> **Challenge**: Copy each of the rows below word for word, without changing anything.

> **Records to use**:
▼

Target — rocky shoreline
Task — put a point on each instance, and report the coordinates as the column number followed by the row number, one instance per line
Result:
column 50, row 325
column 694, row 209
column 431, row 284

▲

> **Right answer**:
Target — rocky shoreline
Task — put a point on each instance, and report the coordinates as the column number followed by the row number, one instance per line
Result:
column 50, row 325
column 694, row 209
column 431, row 284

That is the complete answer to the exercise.